§ Brief
Show every line of the records below that contains the word "blue". Case counts.

* * *

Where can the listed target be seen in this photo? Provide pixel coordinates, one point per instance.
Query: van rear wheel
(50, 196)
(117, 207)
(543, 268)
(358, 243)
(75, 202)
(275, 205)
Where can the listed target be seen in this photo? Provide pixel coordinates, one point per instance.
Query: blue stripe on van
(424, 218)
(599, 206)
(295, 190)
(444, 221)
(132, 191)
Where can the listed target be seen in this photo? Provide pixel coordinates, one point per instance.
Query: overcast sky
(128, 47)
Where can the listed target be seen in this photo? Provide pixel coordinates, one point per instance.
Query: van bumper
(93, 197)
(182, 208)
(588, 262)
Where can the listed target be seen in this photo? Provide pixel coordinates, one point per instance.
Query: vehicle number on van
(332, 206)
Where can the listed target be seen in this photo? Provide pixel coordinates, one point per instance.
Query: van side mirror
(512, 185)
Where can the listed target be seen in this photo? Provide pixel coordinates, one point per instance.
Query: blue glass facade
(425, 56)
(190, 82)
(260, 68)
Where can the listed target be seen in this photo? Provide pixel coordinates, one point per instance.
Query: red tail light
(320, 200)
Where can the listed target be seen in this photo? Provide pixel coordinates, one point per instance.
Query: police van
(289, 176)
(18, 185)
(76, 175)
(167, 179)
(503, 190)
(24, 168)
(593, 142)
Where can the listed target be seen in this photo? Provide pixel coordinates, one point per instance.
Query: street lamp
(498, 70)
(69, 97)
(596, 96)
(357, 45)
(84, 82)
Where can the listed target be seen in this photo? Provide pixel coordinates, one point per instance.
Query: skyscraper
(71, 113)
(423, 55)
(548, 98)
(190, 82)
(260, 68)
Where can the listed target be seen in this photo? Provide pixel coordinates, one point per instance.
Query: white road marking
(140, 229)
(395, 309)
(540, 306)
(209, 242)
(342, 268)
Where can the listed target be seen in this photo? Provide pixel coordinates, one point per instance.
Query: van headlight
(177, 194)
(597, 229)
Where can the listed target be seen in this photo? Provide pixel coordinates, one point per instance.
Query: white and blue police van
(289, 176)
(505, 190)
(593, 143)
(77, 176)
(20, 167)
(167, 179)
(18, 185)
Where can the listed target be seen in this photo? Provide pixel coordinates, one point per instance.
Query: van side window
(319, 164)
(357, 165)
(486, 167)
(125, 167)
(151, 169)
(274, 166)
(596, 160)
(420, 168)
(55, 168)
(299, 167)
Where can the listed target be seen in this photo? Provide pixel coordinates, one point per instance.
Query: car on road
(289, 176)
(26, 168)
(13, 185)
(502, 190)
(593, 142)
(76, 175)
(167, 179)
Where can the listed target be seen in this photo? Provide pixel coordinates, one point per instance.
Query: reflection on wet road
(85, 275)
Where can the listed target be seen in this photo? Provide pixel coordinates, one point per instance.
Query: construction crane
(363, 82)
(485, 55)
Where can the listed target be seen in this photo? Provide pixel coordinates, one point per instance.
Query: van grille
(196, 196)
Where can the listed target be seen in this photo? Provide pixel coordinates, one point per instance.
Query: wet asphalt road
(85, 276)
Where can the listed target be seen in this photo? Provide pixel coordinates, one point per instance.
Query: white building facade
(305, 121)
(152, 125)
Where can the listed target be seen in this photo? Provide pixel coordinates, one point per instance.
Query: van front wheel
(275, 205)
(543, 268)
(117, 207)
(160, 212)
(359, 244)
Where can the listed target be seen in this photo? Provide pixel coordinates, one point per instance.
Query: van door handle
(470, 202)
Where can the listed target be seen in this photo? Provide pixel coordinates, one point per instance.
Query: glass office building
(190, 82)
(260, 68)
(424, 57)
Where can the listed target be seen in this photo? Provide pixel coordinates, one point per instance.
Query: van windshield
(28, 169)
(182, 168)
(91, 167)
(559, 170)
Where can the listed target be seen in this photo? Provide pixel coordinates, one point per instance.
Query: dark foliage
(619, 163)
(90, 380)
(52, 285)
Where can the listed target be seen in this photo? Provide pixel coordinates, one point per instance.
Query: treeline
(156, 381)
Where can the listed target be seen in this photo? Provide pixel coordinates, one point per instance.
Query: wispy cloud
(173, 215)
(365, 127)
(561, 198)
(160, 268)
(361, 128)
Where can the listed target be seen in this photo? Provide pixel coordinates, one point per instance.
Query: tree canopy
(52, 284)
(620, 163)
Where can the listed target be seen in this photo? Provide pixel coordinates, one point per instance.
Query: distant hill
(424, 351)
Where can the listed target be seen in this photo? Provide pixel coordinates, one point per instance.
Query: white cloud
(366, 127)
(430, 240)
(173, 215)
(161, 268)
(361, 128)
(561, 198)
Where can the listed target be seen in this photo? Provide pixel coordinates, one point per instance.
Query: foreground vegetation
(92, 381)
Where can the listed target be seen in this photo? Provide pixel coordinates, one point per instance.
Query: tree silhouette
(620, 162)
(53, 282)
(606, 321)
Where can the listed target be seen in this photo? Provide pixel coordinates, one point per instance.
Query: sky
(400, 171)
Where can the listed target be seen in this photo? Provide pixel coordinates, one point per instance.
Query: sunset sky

* * *

§ Answer
Query: blue stripe on van
Query: blue glass facade
Query: white and blue police van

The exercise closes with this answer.